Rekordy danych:

=-=-=

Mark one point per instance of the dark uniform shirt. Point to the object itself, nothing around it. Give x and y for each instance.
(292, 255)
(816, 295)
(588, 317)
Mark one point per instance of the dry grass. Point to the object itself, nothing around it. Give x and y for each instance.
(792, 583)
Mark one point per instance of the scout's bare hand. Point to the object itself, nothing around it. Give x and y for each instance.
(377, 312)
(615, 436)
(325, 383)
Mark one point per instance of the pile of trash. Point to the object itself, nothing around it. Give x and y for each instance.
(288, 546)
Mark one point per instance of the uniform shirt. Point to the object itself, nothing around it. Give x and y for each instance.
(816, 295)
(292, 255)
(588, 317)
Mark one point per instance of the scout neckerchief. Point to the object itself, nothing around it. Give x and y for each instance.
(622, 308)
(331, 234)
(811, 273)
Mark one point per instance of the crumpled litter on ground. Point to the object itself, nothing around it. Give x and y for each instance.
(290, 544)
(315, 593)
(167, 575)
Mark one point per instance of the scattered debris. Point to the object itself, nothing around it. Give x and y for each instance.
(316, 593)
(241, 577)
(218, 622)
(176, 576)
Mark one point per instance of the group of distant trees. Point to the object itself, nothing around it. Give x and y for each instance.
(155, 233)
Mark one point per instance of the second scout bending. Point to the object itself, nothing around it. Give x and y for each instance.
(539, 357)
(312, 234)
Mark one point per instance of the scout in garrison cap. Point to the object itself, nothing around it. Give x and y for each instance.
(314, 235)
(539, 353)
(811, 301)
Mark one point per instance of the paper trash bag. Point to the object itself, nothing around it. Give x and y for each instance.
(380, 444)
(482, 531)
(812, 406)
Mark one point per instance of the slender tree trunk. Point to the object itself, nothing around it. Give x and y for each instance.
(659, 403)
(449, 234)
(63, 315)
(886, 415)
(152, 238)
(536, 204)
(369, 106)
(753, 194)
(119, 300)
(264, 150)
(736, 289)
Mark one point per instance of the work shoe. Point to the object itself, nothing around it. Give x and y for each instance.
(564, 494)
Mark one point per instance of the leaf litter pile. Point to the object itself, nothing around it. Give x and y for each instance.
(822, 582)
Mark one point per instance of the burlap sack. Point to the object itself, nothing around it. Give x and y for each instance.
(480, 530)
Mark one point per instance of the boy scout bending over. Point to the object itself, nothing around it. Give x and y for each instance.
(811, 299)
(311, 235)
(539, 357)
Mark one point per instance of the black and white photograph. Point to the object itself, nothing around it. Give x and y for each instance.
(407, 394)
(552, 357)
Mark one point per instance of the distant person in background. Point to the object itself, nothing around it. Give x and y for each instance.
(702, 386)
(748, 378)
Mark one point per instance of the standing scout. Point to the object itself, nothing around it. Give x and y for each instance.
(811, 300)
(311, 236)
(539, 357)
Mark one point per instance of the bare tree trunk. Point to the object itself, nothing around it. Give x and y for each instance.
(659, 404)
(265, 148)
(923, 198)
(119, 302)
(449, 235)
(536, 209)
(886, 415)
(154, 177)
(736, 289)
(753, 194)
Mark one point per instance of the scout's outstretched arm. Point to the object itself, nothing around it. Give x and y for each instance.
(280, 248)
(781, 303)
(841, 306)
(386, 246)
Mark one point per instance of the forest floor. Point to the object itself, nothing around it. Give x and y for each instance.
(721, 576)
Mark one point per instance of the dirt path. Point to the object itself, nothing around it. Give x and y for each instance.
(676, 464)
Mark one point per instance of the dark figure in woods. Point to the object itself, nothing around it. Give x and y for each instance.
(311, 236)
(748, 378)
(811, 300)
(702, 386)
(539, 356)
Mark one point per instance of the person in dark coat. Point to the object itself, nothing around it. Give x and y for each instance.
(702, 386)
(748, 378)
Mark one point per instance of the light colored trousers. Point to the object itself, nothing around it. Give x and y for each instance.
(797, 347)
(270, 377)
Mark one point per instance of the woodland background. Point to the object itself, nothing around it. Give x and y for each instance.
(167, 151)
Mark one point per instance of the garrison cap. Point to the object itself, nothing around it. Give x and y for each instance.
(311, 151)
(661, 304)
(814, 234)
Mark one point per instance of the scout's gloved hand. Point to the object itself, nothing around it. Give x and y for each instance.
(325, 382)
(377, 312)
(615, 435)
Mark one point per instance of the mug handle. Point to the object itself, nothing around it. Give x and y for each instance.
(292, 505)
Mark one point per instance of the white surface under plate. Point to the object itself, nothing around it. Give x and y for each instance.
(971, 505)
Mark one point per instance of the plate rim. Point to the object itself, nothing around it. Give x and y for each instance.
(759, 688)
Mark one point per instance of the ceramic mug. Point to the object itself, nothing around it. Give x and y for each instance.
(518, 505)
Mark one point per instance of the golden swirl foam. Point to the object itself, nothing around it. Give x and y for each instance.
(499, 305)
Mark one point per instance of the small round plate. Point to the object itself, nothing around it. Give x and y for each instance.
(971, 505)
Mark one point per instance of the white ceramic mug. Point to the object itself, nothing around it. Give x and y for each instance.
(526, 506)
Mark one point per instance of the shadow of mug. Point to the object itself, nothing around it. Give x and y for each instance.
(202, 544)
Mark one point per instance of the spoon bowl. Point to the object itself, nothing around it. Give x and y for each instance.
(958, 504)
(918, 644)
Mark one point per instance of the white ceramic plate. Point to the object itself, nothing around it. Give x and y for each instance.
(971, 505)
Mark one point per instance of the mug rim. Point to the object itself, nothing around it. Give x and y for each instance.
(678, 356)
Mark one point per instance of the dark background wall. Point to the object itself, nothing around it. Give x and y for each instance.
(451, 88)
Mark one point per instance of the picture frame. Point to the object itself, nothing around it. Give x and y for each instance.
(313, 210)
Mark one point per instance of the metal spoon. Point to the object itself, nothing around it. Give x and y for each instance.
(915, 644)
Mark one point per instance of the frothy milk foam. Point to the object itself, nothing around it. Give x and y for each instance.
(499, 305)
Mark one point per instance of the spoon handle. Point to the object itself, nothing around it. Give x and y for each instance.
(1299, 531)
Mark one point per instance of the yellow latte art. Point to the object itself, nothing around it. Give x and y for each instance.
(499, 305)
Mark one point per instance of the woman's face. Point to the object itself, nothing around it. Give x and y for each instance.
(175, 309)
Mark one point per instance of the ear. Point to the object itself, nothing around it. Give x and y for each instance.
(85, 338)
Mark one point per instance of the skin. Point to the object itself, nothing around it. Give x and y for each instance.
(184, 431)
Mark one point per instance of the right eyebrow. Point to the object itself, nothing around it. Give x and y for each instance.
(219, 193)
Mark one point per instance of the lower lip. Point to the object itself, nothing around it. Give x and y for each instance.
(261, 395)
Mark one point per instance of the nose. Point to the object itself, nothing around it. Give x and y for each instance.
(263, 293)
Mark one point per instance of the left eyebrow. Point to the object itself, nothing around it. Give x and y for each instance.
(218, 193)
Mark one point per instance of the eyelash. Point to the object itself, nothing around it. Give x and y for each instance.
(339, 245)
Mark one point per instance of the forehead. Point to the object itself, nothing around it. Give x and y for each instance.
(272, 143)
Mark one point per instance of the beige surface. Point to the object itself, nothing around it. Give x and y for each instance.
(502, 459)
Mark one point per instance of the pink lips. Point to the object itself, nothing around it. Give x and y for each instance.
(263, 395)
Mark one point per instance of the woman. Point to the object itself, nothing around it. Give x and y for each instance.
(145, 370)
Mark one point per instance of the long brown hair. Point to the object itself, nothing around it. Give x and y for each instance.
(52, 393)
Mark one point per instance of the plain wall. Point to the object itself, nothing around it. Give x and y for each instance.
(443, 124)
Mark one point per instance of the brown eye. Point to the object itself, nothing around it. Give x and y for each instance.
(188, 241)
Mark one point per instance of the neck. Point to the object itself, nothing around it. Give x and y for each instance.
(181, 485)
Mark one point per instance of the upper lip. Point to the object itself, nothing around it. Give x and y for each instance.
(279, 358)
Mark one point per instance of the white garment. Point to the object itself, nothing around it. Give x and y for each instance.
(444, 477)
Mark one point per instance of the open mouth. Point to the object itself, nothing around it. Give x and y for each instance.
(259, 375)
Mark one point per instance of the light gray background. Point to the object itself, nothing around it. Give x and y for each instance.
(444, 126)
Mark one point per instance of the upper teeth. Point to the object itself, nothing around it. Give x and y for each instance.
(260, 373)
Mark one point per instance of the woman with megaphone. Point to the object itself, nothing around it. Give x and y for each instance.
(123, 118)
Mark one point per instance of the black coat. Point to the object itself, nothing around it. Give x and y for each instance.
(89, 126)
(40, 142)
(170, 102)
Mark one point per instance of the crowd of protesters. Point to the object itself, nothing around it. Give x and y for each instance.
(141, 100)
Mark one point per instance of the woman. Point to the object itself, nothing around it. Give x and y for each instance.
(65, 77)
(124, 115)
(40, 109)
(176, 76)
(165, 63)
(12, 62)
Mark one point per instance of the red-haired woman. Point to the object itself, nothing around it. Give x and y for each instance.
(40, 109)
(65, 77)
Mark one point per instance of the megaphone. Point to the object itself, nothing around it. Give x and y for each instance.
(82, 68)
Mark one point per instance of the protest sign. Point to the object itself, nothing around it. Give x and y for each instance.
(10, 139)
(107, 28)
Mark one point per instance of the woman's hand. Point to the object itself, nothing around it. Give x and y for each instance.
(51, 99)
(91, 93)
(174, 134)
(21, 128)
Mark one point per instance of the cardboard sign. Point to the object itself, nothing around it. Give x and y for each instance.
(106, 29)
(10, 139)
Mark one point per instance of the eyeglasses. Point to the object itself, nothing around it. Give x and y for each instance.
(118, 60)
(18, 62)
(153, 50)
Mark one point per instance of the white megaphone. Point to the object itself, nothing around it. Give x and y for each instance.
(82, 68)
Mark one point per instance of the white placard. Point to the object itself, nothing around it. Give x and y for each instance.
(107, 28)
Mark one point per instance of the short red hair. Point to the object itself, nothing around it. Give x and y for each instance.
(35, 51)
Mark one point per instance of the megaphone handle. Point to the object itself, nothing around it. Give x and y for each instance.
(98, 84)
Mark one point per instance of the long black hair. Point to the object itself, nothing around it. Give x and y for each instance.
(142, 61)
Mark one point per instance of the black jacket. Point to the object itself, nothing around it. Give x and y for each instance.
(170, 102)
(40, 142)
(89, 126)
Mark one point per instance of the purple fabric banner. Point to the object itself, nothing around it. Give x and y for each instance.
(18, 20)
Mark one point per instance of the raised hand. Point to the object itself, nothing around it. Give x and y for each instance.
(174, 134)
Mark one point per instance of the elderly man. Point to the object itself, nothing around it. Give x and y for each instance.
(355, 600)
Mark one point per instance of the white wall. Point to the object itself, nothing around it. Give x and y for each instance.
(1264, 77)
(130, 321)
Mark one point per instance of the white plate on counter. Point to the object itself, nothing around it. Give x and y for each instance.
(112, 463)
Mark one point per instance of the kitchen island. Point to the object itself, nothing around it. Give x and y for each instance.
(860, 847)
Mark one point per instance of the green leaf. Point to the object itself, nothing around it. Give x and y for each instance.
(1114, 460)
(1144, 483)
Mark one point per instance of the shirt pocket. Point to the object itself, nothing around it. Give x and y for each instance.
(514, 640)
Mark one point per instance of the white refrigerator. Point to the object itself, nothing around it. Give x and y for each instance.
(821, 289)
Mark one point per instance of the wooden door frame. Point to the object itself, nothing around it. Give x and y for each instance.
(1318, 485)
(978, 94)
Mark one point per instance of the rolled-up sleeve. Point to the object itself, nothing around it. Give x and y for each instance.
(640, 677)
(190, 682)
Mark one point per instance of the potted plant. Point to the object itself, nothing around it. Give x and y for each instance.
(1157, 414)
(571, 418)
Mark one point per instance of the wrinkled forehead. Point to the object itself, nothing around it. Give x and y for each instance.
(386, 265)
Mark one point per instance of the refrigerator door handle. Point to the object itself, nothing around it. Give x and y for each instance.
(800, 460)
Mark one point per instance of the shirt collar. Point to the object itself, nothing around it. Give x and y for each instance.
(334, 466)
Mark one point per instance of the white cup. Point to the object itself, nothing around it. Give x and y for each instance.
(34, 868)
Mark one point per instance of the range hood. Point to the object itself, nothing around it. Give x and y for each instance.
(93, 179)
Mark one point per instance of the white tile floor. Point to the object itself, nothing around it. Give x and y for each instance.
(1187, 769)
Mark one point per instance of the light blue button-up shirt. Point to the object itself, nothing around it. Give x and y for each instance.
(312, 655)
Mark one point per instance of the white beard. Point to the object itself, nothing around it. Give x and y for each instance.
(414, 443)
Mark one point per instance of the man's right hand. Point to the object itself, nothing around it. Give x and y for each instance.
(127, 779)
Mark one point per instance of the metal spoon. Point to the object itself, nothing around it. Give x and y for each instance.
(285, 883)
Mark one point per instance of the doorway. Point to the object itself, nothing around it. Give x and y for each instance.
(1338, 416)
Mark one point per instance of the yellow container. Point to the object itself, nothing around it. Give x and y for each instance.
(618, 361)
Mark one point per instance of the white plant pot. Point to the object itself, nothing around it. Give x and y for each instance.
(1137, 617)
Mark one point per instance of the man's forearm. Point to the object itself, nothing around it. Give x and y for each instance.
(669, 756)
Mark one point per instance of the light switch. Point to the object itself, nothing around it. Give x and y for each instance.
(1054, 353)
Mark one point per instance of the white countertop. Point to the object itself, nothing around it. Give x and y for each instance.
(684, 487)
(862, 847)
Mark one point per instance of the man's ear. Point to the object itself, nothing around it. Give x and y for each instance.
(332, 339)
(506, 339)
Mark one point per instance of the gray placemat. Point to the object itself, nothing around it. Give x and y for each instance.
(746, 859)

=-=-=

■ POLECENIE
Przepisz w całości rekordy, zaczynając od wiersza z „Mark one point per instance of the gray” i kończąc na samym końcu rekordów. Każdą współrzędną w odpowiedziach przesuń przy tym o 24.

■ WYNIK ĆWICZENIA
Mark one point per instance of the gray placemat. Point to the object itself, nothing around it. Give x and y for each instance.
(770, 883)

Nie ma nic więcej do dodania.